◆ Required action: Look below for the line containing "where? shadow on boardwalk"; from there through the line containing "where? rope railing", both lines included, please set down each line exactly and nothing else.

Free-text object descriptions:
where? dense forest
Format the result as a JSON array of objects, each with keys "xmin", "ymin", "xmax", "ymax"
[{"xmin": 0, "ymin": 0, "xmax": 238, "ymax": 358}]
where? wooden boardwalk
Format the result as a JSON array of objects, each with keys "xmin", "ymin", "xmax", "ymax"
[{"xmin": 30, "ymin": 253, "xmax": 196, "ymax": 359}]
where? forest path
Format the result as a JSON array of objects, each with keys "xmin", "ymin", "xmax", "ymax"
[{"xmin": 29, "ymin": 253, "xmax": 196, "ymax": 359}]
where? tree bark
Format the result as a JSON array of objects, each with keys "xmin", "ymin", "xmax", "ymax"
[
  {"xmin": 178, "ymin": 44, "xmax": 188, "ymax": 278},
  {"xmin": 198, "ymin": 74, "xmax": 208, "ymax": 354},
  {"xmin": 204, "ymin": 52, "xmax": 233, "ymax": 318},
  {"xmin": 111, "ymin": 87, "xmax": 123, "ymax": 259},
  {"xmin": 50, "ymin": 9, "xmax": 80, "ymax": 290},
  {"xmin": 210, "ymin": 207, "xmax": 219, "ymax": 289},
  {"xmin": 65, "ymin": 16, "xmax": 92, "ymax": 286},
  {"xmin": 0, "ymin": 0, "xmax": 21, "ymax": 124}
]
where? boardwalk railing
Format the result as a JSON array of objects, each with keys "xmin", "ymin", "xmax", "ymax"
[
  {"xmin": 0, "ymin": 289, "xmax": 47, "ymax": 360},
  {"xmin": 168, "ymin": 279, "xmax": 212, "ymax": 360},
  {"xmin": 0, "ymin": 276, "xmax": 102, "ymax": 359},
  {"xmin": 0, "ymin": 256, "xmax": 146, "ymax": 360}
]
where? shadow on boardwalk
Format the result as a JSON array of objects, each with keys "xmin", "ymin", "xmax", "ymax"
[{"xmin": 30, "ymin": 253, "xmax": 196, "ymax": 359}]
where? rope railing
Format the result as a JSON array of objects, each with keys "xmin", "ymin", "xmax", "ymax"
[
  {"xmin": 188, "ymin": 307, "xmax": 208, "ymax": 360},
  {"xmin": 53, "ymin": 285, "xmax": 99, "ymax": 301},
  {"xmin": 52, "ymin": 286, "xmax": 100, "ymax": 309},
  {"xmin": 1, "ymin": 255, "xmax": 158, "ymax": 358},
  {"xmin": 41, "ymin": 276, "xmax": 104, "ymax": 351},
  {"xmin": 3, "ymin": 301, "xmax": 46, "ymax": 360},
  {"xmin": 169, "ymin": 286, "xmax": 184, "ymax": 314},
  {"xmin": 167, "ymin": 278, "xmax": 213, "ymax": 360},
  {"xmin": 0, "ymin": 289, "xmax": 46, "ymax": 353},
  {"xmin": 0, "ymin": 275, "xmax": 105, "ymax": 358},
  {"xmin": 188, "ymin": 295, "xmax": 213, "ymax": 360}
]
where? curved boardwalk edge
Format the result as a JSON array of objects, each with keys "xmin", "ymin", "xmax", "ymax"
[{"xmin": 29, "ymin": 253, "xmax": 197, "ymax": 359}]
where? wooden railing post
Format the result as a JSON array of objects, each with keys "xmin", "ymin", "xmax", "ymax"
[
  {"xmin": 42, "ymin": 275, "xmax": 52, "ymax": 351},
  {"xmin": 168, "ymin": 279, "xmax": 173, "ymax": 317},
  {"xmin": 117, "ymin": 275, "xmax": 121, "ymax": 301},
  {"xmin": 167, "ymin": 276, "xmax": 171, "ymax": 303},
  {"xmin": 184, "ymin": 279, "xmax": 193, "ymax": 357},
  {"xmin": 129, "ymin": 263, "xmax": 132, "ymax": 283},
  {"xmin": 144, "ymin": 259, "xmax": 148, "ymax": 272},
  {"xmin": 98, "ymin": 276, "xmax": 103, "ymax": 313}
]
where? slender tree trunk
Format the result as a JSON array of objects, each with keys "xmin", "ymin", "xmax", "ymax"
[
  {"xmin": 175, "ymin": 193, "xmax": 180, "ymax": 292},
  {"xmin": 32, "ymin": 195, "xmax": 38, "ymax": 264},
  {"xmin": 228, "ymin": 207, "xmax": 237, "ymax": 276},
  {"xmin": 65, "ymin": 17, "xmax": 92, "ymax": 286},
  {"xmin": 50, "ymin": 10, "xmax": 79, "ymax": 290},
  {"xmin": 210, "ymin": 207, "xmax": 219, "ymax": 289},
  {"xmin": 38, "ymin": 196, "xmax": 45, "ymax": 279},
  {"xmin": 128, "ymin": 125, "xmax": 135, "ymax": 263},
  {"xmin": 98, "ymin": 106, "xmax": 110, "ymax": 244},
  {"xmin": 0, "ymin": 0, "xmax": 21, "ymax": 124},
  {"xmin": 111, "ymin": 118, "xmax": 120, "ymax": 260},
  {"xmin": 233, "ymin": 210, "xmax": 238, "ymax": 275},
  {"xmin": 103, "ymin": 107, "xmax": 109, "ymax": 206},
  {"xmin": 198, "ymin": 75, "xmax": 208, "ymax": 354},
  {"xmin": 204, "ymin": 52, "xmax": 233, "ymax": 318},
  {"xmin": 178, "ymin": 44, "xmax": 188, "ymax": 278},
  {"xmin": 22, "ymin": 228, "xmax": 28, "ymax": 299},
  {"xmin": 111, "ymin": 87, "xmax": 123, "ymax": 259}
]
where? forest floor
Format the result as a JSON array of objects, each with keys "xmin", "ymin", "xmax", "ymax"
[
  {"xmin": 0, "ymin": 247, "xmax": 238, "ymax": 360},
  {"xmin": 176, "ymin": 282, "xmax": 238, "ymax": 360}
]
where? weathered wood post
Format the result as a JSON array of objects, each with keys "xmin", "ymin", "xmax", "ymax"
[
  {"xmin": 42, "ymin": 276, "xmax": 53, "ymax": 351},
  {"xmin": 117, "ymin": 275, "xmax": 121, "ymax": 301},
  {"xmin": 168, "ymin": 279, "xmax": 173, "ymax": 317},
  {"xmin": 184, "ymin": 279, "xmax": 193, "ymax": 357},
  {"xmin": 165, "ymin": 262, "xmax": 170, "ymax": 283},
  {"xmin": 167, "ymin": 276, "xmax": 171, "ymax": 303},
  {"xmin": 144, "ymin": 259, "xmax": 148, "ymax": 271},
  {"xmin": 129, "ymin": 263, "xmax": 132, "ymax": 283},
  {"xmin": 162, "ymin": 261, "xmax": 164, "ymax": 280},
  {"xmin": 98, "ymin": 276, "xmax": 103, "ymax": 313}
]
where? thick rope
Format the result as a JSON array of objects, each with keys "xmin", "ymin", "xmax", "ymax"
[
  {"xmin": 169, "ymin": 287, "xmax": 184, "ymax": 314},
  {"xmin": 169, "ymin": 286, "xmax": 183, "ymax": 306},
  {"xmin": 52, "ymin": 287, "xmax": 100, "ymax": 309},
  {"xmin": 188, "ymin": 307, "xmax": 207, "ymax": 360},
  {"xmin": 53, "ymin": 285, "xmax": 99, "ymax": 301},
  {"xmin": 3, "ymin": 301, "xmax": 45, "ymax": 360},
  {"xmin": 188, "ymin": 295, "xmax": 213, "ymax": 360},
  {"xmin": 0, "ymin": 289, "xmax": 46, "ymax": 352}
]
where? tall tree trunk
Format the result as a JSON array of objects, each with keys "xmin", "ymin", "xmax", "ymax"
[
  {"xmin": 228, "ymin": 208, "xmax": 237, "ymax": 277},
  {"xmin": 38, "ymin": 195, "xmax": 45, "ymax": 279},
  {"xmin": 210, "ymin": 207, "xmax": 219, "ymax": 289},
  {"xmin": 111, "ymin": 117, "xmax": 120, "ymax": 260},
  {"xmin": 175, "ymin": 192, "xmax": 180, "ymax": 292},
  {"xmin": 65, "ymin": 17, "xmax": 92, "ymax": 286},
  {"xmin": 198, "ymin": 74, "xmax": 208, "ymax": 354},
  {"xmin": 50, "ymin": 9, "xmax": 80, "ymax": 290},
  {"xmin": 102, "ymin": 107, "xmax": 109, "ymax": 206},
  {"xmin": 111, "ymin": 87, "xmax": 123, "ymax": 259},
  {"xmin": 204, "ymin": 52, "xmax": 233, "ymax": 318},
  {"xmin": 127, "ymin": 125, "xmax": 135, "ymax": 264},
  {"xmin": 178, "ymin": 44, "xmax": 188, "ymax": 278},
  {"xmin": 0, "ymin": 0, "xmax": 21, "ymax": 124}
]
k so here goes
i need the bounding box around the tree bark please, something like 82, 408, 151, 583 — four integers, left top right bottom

◆ Exercise result:
where? shadow on boardwalk
Format the result as a JSON array of objects, each with keys "xmin", "ymin", "xmax", "ymax"
[{"xmin": 30, "ymin": 253, "xmax": 196, "ymax": 359}]
where? rope railing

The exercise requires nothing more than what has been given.